● DIRECTIONS FOR THIS TASK
Give back every line of the material below word for word, with nothing changed or left out.

● RECORDED INFORMATION
◆ ◆ ◆ ◆ ◆ ◆ ◆

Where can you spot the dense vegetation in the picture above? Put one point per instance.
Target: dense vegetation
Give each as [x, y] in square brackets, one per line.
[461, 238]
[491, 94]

◆ ◆ ◆ ◆ ◆ ◆ ◆

● EXERCISE OUTPUT
Where can you spot the dense vegetation in the picture above? Put one point per instance.
Target: dense vegetation
Give each as [x, y] in square brackets, one per line.
[461, 238]
[491, 94]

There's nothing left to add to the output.